-- BEGIN Record set --
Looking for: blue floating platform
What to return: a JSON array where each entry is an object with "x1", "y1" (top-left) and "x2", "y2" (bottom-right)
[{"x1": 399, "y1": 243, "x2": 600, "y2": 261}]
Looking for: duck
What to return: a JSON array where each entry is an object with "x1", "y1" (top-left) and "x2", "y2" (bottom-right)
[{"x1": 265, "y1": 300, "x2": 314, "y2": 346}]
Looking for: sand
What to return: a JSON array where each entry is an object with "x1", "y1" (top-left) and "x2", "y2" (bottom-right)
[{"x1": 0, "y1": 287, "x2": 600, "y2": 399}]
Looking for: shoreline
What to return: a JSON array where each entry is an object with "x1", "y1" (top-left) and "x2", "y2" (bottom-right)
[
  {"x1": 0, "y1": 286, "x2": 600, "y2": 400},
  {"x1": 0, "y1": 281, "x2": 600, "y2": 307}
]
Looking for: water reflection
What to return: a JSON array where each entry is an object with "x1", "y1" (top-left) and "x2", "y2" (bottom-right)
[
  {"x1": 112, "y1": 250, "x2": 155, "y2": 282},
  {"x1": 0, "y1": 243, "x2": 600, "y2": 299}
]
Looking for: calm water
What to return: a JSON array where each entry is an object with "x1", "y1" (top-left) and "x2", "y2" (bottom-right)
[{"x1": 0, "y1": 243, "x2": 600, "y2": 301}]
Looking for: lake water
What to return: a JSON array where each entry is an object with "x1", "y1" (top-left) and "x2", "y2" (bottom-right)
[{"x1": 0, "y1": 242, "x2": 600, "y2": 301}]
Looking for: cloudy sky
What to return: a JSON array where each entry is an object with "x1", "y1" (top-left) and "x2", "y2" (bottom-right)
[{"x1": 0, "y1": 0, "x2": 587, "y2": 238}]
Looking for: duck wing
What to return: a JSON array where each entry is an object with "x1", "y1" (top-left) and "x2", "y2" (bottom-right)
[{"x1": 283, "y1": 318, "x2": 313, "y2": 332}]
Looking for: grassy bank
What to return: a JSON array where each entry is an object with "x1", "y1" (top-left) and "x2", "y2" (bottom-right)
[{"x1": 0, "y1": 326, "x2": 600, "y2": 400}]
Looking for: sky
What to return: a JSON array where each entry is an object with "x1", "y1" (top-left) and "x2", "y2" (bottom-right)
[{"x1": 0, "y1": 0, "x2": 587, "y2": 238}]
-- END Record set --
• Aim
Put every line of the rows above into a JSON list of strings, one string per line, and leave out any blank lines.

• Solution to this task
[
  "Looking for: blue floating platform",
  "What to return: a JSON array where each entry is an object with \"x1\", \"y1\" (top-left) and \"x2\", \"y2\" (bottom-right)",
  "[{\"x1\": 399, \"y1\": 243, \"x2\": 600, \"y2\": 261}]",
  "Looking for: duck",
  "What to return: a JSON array where each entry is an object with \"x1\", \"y1\" (top-left) and \"x2\", \"y2\" (bottom-right)",
  "[{\"x1\": 265, \"y1\": 300, \"x2\": 314, \"y2\": 346}]",
  "Looking for: sand",
  "What to return: a JSON array where each entry is an object with \"x1\", \"y1\" (top-left) and \"x2\", \"y2\" (bottom-right)",
  "[{\"x1\": 0, \"y1\": 287, \"x2\": 600, \"y2\": 399}]",
  "Looking for: shoreline",
  "What to return: a JSON array where each entry is an object with \"x1\", \"y1\" (top-left) and \"x2\", \"y2\" (bottom-right)",
  "[",
  "  {\"x1\": 0, \"y1\": 286, \"x2\": 600, \"y2\": 400},",
  "  {\"x1\": 0, \"y1\": 281, \"x2\": 600, \"y2\": 307}",
  "]",
  "Looking for: water reflection",
  "What to return: a JSON array where each entry is an object with \"x1\", \"y1\" (top-left) and \"x2\", \"y2\" (bottom-right)",
  "[",
  "  {\"x1\": 112, \"y1\": 250, \"x2\": 155, \"y2\": 282},",
  "  {\"x1\": 0, \"y1\": 243, \"x2\": 600, \"y2\": 299}",
  "]",
  "Looking for: calm water",
  "What to return: a JSON array where each entry is an object with \"x1\", \"y1\" (top-left) and \"x2\", \"y2\" (bottom-right)",
  "[{\"x1\": 0, \"y1\": 243, \"x2\": 600, \"y2\": 301}]",
  "Looking for: lake water",
  "What to return: a JSON array where each entry is an object with \"x1\", \"y1\" (top-left) and \"x2\", \"y2\" (bottom-right)",
  "[{\"x1\": 0, \"y1\": 242, \"x2\": 600, \"y2\": 301}]",
  "Looking for: cloudy sky",
  "What to return: a JSON array where each entry is an object with \"x1\", \"y1\" (top-left) and \"x2\", \"y2\" (bottom-right)",
  "[{\"x1\": 0, \"y1\": 0, \"x2\": 587, \"y2\": 238}]",
  "Looking for: duck wing",
  "What to return: a JSON array where each entry is an object with \"x1\", \"y1\" (top-left) and \"x2\", \"y2\" (bottom-right)",
  "[{\"x1\": 283, \"y1\": 318, \"x2\": 313, \"y2\": 332}]",
  "Looking for: grassy bank",
  "What to return: a JSON array where each entry is an object with \"x1\", \"y1\" (top-left) and \"x2\", \"y2\" (bottom-right)",
  "[{\"x1\": 0, \"y1\": 326, \"x2\": 600, \"y2\": 400}]",
  "Looking for: sky",
  "What to return: a JSON array where each entry is an object with \"x1\", \"y1\" (top-left) and \"x2\", \"y2\" (bottom-right)",
  "[{\"x1\": 0, \"y1\": 0, \"x2\": 587, \"y2\": 238}]"
]